══ DATA FOR THE TASK
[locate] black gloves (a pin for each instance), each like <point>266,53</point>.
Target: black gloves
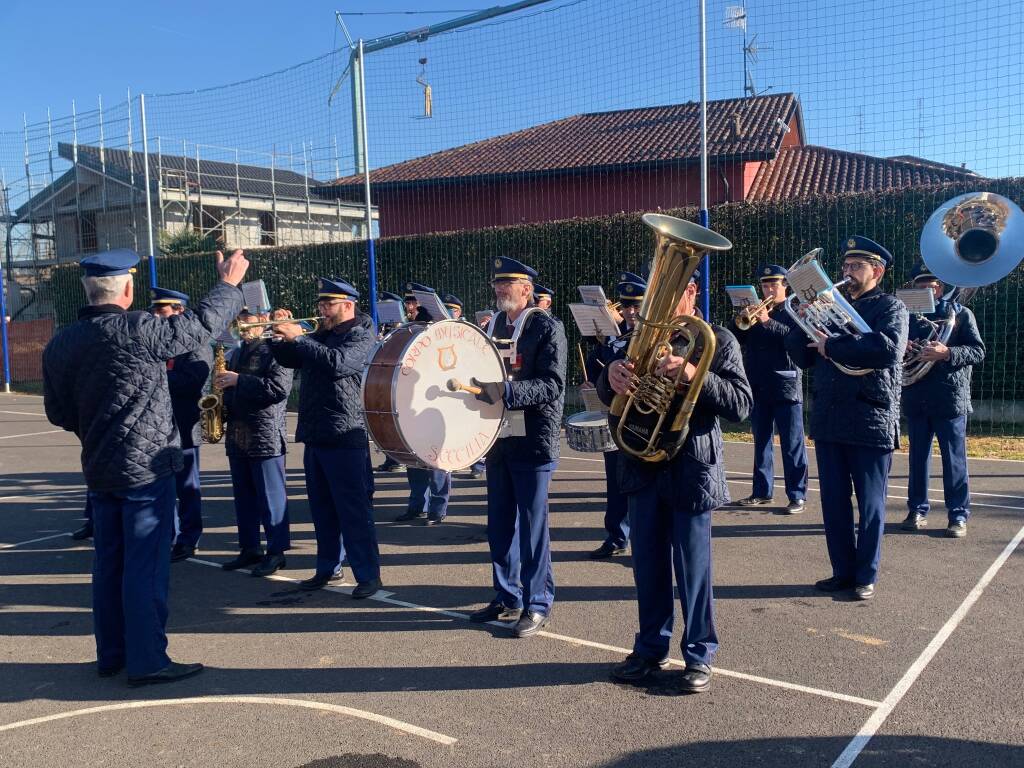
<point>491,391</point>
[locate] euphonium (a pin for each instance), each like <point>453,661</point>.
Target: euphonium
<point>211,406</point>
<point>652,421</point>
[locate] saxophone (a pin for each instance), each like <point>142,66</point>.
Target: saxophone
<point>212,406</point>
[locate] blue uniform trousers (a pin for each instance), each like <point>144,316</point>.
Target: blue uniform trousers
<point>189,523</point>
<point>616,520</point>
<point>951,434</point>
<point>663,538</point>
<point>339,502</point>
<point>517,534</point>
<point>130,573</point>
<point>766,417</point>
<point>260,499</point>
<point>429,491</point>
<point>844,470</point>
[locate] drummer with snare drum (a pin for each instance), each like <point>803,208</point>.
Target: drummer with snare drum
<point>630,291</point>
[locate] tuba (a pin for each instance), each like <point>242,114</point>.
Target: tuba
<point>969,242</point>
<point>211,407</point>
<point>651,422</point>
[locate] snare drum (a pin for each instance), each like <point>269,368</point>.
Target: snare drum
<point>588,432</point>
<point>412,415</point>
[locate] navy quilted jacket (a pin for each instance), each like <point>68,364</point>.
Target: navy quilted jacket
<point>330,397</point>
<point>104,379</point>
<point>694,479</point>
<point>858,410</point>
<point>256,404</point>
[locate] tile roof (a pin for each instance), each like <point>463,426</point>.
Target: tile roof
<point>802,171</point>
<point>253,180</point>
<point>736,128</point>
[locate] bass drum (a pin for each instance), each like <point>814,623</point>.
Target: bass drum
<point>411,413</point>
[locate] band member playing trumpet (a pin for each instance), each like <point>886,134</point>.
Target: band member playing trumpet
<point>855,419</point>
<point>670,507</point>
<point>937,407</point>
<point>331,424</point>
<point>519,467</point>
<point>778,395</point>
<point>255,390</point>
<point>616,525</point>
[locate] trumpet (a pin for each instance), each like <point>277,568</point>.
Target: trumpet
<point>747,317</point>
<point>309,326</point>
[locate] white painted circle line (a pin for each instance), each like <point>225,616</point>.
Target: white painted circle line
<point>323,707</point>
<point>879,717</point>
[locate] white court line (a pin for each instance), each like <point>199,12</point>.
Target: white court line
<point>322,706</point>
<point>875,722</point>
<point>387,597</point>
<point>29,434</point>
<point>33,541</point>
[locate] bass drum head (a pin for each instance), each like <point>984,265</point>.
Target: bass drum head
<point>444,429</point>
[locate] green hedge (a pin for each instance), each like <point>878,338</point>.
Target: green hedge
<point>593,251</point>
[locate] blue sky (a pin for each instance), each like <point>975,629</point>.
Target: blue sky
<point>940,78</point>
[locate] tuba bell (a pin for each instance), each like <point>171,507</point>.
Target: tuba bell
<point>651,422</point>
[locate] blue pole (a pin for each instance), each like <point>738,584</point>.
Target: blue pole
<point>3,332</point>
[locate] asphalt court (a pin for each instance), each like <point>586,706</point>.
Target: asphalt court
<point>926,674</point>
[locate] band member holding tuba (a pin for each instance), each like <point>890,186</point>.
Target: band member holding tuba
════
-- WORK TO COMPLETE --
Return each line of the data where the word "holding" appears.

-- RESPONSE TO THE TASK --
[locate] band member holding tuba (a pin for each instance), each like <point>890,186</point>.
Target: band member holding tuba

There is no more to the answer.